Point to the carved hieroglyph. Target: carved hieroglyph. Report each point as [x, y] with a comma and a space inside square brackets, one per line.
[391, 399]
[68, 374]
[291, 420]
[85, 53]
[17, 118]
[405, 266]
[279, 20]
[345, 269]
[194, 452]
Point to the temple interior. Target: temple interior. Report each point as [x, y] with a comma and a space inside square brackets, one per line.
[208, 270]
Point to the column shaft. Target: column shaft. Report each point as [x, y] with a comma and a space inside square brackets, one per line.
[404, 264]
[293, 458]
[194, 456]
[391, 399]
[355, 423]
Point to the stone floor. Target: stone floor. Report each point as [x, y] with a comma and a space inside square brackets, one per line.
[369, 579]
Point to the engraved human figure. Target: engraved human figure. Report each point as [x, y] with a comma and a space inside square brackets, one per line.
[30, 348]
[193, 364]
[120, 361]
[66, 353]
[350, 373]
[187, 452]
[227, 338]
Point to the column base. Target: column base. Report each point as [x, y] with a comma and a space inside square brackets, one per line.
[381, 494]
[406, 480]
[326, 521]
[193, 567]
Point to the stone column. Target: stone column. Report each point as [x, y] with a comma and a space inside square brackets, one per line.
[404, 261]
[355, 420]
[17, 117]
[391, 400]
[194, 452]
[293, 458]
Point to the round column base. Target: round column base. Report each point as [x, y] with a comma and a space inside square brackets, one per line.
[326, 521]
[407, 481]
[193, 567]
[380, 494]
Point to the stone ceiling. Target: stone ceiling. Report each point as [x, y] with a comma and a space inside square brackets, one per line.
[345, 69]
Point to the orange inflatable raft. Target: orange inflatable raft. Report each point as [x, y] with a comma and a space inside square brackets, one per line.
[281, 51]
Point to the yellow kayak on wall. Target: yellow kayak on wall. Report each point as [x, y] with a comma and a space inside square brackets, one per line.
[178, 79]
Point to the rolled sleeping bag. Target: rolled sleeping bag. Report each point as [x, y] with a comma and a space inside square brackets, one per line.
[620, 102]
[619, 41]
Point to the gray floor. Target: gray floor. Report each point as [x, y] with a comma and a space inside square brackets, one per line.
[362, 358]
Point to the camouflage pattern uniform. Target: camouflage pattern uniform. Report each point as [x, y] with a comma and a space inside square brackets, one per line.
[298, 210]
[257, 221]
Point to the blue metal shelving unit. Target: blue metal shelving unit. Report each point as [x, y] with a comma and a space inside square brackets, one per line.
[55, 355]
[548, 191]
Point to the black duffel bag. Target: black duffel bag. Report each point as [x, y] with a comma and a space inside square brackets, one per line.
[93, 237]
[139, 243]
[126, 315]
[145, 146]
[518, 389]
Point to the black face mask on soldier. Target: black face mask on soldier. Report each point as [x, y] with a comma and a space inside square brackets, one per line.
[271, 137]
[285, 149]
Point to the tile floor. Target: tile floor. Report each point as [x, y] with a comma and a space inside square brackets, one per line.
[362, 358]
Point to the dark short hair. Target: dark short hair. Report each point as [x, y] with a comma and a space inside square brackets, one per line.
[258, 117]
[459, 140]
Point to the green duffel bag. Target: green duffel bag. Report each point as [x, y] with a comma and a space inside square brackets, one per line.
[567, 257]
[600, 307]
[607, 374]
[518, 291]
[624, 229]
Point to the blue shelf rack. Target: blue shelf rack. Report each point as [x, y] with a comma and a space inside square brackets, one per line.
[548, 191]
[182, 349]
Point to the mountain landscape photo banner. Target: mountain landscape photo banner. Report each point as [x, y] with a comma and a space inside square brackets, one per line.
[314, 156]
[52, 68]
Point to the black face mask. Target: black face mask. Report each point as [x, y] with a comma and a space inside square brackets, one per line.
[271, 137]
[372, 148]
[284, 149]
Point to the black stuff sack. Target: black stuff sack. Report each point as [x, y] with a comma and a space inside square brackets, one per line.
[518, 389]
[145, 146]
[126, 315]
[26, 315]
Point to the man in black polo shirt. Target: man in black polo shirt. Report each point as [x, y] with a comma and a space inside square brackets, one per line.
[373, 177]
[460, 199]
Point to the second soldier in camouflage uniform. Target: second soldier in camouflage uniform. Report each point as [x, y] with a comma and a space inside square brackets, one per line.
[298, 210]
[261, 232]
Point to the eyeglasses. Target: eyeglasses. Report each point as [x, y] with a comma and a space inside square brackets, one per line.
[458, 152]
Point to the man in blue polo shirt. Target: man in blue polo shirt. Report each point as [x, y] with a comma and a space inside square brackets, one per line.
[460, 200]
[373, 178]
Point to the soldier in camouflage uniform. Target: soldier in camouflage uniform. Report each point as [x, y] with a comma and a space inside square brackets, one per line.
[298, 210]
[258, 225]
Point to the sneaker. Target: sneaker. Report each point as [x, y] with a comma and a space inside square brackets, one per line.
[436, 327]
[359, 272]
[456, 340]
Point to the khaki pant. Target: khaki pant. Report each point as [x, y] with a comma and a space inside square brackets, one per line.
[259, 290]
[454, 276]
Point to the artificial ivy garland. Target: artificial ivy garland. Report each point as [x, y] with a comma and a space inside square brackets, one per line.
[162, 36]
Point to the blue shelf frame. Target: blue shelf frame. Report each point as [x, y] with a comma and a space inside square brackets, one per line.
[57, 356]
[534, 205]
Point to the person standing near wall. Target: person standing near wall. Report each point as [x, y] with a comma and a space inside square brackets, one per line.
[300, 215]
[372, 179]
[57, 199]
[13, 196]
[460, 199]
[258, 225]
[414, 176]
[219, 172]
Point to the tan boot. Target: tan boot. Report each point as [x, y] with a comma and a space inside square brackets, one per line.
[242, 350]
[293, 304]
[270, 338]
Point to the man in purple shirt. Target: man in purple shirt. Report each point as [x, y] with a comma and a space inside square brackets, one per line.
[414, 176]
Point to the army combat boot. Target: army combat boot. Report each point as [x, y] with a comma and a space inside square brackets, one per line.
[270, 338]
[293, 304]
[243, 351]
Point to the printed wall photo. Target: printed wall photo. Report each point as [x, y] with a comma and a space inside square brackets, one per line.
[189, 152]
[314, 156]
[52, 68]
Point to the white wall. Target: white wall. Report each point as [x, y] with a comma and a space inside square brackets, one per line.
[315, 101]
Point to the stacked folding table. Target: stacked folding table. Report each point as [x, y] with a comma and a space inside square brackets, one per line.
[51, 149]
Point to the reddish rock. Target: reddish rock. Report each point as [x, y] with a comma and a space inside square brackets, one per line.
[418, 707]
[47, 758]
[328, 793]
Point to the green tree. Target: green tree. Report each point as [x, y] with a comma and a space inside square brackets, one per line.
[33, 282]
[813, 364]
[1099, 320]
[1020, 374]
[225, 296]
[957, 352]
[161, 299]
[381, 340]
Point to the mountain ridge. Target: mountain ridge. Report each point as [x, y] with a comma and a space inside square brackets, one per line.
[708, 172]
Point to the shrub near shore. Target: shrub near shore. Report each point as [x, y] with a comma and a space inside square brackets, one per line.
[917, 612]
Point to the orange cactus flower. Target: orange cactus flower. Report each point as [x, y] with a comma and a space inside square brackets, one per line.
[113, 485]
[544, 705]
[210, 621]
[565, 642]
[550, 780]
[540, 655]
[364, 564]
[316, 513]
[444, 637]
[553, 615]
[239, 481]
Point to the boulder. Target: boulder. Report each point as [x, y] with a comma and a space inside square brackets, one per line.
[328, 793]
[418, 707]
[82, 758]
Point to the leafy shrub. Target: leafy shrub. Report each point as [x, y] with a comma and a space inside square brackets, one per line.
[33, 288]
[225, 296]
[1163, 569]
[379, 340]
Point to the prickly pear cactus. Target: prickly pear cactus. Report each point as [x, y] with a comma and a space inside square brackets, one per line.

__Your assignment__: When you reach the end of the data, retype all of it exactly.

__Result of this exercise__:
Point to the carved hieroglyph. Target: carved hieroglyph. Report each point as [x, y] with a comma and a space inside square brackets, one per line.
[391, 399]
[68, 374]
[291, 420]
[85, 53]
[17, 118]
[405, 266]
[279, 20]
[345, 269]
[194, 452]
Point to the temple interior. Target: temple interior. Report each point as [x, y] with a comma and a space inside square brackets, one per line.
[208, 270]
Point to the column shaft. Target: column shaft. Report each point as [x, y] with a comma and a space inside square brackets, one per line.
[404, 264]
[293, 458]
[194, 456]
[391, 399]
[355, 423]
Point to the stone floor. Target: stone floor. Report each point as [x, y] with a comma and a space inside square brackets, one per line.
[369, 579]
Point to the engraved human figure. Target: engraved human figure. Report each point as [x, y] with a comma and a space inside square brackets, one per line.
[30, 348]
[193, 364]
[120, 361]
[66, 353]
[350, 373]
[187, 452]
[227, 338]
Point to the column base. Target: column base. Report each point as [x, y] with a comma and a space inside square brackets, one per line.
[381, 494]
[406, 480]
[326, 521]
[193, 567]
Point to the stone column. Target: stone column. Report each point as [x, y] with a comma and a space inside square brackets, one per line.
[404, 261]
[355, 420]
[17, 117]
[391, 400]
[194, 452]
[293, 458]
Point to the round column base. Target: round column base. Report each point as [x, y] with a comma and a space inside square brackets, one per line.
[326, 521]
[407, 481]
[193, 567]
[380, 494]
Point to the stone ceiling. Target: stone ceiling. Report each point as [x, y] with a comma and a space inside square brackets, one per line.
[345, 69]
Point to the orange inflatable raft. Target: orange inflatable raft. Report each point as [x, y] with a comma and a space inside square brackets, one per line.
[281, 51]
Point to the yellow kayak on wall. Target: yellow kayak on wall. Report each point as [x, y] with a comma and a space inside square brackets, one per line.
[178, 79]
Point to the rolled sleeping bag. Target: rolled sleeping bag. Report each point as [x, y] with a comma and a space inside square brackets, one per line.
[620, 102]
[619, 41]
Point to the gray floor. Target: gray floor. Report each point as [x, y] with a comma and a space inside square brackets, one per line.
[362, 358]
Point to the camouflage pattern uniform. Target: camouflage pattern uniform. Report each point as [x, y] with a comma and a space inside square brackets, one per line.
[298, 210]
[257, 221]
Point to the blue metal shelving unit. Target: blue metal shelving unit. Report each point as [x, y] with a comma and a space inside square brackets, one per line.
[55, 355]
[548, 191]
Point to the black duffel bag. Target: black duffel bag. Report each point as [x, y] with a comma and a space inside square brackets, one per line.
[93, 237]
[139, 243]
[126, 315]
[145, 146]
[518, 389]
Point to the black face mask on soldier. Target: black face mask on soldier. Report each point as [x, y] with a comma and a space inside square brackets, one per line.
[271, 137]
[285, 149]
Point to the tile floor. Target: tile floor. Report each point as [x, y] with a comma and a space inside square brackets, one per line.
[362, 358]
Point to the dark short hair. Target: dark short hair. Report each point as [x, y] with a comma and a space inside square brackets, one per line.
[258, 117]
[459, 140]
Point to the green duffel bag. Target: green duffel bag. Report each point as [x, y] with a comma and a space inside square brackets, one per line.
[567, 257]
[600, 307]
[607, 374]
[518, 291]
[624, 229]
Point to the blue shelf rack. Target: blue shelf rack. Report each point as [x, y] with a comma and a space inside square brackets, one per line.
[548, 191]
[182, 349]
Point to the mountain landscape photo banner. Target: mountain landscape photo banner. Report each point as [x, y] with a comma and a space inside square brackets, one per line.
[314, 156]
[52, 68]
Point to the black face mask. Target: black face mask. Report each point as [x, y] with a comma and a space inside square brackets, one per line.
[271, 137]
[372, 148]
[284, 149]
Point to the black stuff sack. Target: black stuff sack. Report each point as [x, y] with a comma and a space inside square brackets, one per line.
[518, 389]
[145, 146]
[126, 315]
[26, 315]
Point to the man in black polo shirt. Target: man in black polo shirt. Report each point as [x, y] with a comma and a space inside square brackets, one per line.
[373, 177]
[460, 199]
Point to the second soldier in camouflage uniform. Target: second soldier in camouflage uniform. Report each point as [x, y] with a comma and a space inside square brackets, one per line.
[298, 210]
[261, 232]
Point to the eyeglasses. Target: eyeglasses. Report each point as [x, y] with a comma and a space inside square brackets, one per line.
[458, 152]
Point to the man in blue polo shirt. Target: man in blue polo shirt. Report each point as [x, y] with a comma and a space inside square brackets, one per line.
[460, 200]
[373, 178]
Point to the soldier in camouflage uniform. Target: soldier in camouflage uniform. Report each point as [x, y] with a comma and a space inside square brackets, one per line.
[298, 210]
[258, 225]
Point to the sneaker. Target: sneaker. Report each point as [x, y] with a comma and a space inside square brackets, one per line.
[436, 327]
[359, 272]
[456, 340]
Point to the khaki pant. Target: khaki pant. Report each point as [x, y] with a comma and a space inside square brackets, one per line.
[259, 290]
[454, 276]
Point to the artificial ivy garland. Target: artificial ivy garland. Report each point as [x, y] with a comma and a space inside square brackets, one per line.
[162, 36]
Point to the blue shelf frame. Target: blue shelf frame. Report each point as [x, y] with a comma and a space inside square brackets, one per line.
[57, 356]
[534, 205]
Point to the person standing near wall. Target: person standing near wall. Report each point as [x, y] with a comma and a space inside square brackets, one per line.
[300, 215]
[372, 179]
[57, 199]
[13, 196]
[460, 199]
[258, 225]
[414, 176]
[219, 172]
Point to the tan boot. Target: tan boot. Report each point as [x, y] with a comma and a space inside square brackets, one per line.
[242, 350]
[293, 304]
[270, 338]
Point to the man in purple shirt. Target: man in purple shirt. Report each point as [x, y] with a comma and a space inside square brackets, one per line.
[414, 176]
Point to the army combat boot. Target: army combat boot. Report each point as [x, y] with a comma and a space inside square brackets, one per line.
[270, 338]
[293, 304]
[243, 351]
Point to the printed wall photo. Target: printed wall photo. Report each point as [x, y] with a comma and a space inside square brackets, one per line.
[189, 152]
[314, 156]
[52, 68]
Point to the white wall. Target: white wall. Report each point as [x, y] with a comma and a space inside square brackets, one per line.
[315, 101]
Point to the stacked folding table. Target: stacked folding table. Report each point as [x, y] with a comma and a space inside square brackets, one per line.
[51, 149]
Point to the reddish rock. Target: reddish rock. Report each point as [x, y] with a comma and a space inside square brackets, one per line.
[418, 707]
[47, 758]
[328, 793]
Point to the green tree. Target: green tree. Report each point as [x, y] with a comma and a space inside square brackets, one per line.
[33, 282]
[813, 364]
[1099, 320]
[1020, 374]
[225, 296]
[957, 352]
[161, 299]
[381, 340]
Point to the mountain ridge. Target: mountain ridge. Report each point as [x, y] with a comma and a space inside square brackets, one per line.
[708, 172]
Point to the shrub near shore. Target: shrub near shore. Report each point as [x, y] with a comma and a space inside square brackets, one per line.
[917, 612]
Point to the orange cactus flower. Target: orange cactus flower. Report each point as [x, y] with a comma and a space inside square brackets, one per line.
[113, 485]
[544, 705]
[210, 621]
[565, 642]
[550, 780]
[540, 655]
[364, 564]
[316, 513]
[444, 637]
[553, 615]
[239, 481]
Point to the boulder. Target: boulder. Report each point as [x, y] with a comma and a space inside square brackets, one per line.
[328, 793]
[418, 707]
[82, 758]
Point to the leafy shrub. Target: leafy shrub. Report each point as [x, y] with a comma and a space inside square brackets, one per line.
[33, 288]
[225, 296]
[1163, 569]
[379, 340]
Point to the prickly pear cactus. Target: prickly pear cactus. Report each point as [x, y] with a comma and a space inside square brackets, one per line.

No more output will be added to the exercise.